> [DIRECTIONS] Images aside, return all the entries exactly.

Collection entries:
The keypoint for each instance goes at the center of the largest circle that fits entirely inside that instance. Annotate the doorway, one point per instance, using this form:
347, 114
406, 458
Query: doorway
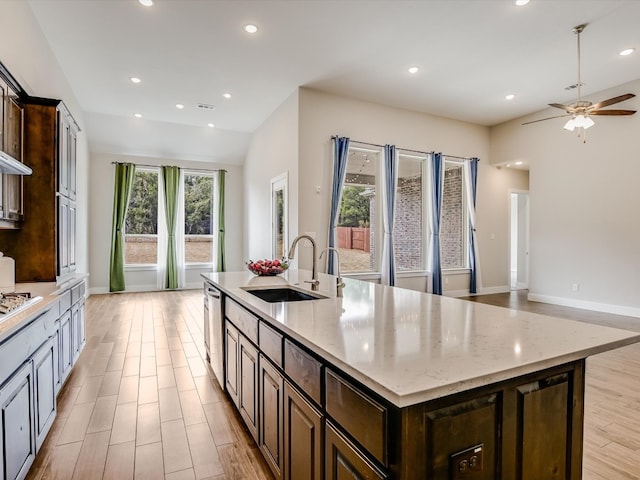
519, 245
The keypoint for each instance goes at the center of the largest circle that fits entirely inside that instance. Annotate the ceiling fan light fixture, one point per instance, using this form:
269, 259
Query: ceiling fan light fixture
570, 125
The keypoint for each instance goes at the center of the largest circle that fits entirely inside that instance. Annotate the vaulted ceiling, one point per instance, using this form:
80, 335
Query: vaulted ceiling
470, 55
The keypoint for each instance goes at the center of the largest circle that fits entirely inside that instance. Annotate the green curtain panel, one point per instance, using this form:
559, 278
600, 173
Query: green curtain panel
171, 184
125, 173
221, 257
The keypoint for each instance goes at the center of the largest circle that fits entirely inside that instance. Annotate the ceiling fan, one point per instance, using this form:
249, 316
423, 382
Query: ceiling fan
581, 111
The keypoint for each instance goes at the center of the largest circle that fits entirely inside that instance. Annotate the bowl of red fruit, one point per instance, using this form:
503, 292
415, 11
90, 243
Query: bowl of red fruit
267, 268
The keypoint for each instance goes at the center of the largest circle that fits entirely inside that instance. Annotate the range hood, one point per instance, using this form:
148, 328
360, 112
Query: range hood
8, 164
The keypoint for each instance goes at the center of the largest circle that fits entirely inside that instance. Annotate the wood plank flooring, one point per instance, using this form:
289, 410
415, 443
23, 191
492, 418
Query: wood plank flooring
142, 404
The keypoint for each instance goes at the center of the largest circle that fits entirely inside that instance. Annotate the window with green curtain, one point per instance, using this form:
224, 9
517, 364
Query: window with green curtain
171, 184
124, 173
221, 253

> [RESPONSE FOR THIS EXERCISE]
The keypoint for each instance goes at the center of the largest circle that fits entirely inside that instance. Annotate the doorway, one point per instance, using this form:
347, 114
406, 458
Query: doorway
519, 245
The keypoint for each instance goes at the center of the largest circle that fits entirely inside that instance. Annotate the ceiling fan light fixture, one point per instance, using this form:
269, 259
Query: ceiling fan light fixture
570, 125
The keypoint for each instance goes at the center of the largest circle that fits entirely inside that instance. Annotate the vaulted ceiling, one point per instance, using this form:
80, 335
Query: vaulted ceiling
470, 55
The keypoint for each instance goes at the center of the largest circle that fits entirely inside that instance. Annotate the green curtain panel, one point per instance, using this form:
559, 278
600, 173
Query: green curtain panel
171, 184
125, 173
221, 257
The keypoint for each instance goes at the center of the largest circle that fits entirely inside that instance. Annotate the ceiling fan, one point per instance, using this form:
249, 316
423, 382
Query: ceiling fan
581, 111
The keypoint for each instance goes at the center of the largest circle that fits entirely inside that instance. Annotate the bowl of red fruit, one point per instance, using this form:
503, 292
415, 11
90, 243
Query: bowl of red fruit
267, 268
The keypoint for each instance goes at the center of the largest circle that fits entirely inside that instance. Annotate the range hood, one point per instance, using this form:
148, 328
360, 112
Query: range hood
8, 164
The keypoint for each instance goes at the center of the largest circle that fits entirely inside that instance. Annotate the wood plank flooring, one point per instance, using this form:
289, 410
415, 443
23, 191
492, 418
Query: wood plank flooring
142, 404
The keypoint for each instance goes at the center of the largest circle that fits entirely inside that instance. Annotate the window with green curtain, one point per instance, using this form:
224, 9
517, 364
Query: window with green curtain
171, 184
124, 173
221, 253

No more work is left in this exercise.